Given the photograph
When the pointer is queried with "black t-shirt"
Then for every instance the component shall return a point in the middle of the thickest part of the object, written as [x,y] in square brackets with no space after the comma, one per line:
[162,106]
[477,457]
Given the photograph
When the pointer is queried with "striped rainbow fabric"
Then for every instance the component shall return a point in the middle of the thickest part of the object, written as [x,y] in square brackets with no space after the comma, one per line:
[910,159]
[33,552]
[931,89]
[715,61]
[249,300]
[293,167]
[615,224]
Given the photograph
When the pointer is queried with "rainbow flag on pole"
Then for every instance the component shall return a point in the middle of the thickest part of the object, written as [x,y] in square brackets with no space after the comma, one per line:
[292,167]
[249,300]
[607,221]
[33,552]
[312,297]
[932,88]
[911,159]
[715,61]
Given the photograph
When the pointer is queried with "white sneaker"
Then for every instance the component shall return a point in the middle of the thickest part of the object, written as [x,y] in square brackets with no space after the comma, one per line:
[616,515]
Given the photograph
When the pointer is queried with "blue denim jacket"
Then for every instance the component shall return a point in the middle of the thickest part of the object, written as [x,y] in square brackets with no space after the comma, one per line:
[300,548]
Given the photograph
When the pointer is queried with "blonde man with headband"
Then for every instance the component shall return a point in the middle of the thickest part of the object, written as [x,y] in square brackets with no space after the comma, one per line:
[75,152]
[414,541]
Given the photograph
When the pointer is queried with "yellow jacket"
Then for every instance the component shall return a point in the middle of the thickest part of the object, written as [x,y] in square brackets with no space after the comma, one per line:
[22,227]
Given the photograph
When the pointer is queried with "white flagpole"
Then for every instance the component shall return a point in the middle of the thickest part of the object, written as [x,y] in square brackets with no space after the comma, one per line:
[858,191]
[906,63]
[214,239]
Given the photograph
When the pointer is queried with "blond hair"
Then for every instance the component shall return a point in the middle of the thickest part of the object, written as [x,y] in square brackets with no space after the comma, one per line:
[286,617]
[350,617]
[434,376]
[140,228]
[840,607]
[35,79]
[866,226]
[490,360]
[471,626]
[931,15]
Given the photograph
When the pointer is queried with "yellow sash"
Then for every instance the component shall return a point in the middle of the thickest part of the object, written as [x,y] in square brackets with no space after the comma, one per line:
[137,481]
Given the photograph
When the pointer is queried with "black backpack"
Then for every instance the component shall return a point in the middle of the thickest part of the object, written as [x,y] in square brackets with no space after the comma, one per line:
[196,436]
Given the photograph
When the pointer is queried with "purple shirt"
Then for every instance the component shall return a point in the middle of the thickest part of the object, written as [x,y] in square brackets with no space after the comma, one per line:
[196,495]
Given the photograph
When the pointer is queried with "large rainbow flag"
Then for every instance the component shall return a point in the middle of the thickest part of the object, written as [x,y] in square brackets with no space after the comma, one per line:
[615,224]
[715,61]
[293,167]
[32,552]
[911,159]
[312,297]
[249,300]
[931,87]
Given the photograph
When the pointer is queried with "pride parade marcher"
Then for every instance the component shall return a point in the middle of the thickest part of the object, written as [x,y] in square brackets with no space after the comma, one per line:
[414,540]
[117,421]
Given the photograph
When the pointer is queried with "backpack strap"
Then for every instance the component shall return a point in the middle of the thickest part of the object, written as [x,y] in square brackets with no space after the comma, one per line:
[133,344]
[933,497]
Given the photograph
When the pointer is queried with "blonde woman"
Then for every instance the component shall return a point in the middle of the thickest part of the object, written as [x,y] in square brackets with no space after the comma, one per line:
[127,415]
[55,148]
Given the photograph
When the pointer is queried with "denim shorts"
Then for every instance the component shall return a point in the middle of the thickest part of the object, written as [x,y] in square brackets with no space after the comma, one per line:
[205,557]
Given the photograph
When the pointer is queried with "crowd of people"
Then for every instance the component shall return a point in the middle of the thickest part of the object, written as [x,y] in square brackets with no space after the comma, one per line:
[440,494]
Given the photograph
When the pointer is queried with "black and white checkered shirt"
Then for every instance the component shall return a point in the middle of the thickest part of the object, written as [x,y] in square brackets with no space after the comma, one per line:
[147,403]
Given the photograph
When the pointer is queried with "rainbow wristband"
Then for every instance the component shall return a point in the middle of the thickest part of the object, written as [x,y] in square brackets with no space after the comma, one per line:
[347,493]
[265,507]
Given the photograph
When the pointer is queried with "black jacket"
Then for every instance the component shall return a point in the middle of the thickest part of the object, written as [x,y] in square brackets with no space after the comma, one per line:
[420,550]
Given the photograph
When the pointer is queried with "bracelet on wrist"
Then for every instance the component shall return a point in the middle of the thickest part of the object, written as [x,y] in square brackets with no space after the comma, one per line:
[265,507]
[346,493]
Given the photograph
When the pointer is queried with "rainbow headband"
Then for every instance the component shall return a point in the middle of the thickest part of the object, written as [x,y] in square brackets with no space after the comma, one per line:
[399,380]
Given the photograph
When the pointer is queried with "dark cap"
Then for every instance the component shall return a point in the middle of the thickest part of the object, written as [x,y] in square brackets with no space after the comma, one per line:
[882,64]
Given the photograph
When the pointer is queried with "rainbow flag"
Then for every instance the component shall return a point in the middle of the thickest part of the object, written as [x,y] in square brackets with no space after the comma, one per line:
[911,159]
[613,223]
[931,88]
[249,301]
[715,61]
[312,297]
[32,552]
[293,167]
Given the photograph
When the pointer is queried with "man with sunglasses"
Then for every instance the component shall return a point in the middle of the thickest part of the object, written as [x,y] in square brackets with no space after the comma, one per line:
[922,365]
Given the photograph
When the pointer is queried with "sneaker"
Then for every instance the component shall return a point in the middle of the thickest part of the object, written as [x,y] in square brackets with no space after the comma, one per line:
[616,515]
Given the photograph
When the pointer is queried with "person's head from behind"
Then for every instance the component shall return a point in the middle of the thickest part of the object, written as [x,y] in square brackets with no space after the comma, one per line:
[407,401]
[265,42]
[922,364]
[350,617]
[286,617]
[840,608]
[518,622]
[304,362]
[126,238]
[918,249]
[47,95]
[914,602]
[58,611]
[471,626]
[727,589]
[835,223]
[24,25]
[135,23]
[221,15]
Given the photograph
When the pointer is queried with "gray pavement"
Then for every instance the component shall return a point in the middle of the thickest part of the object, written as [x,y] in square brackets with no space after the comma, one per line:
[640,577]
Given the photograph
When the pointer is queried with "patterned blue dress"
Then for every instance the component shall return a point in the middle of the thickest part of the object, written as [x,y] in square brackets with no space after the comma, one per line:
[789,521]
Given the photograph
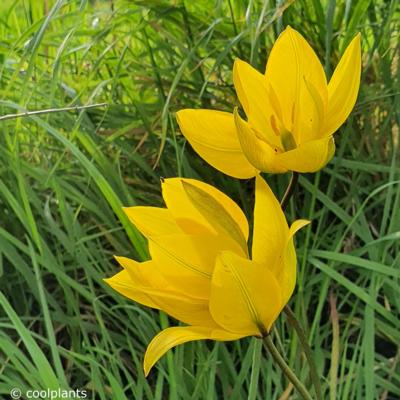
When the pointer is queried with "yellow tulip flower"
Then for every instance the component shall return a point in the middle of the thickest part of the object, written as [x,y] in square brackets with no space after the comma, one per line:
[200,270]
[291,112]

Task to complete:
Pull out every line in the entries above that contains the string "sneaker" and copy each one in full.

Written answer:
When the pointer is queried with "white sneaker"
When the pointer is queried with "sneaker"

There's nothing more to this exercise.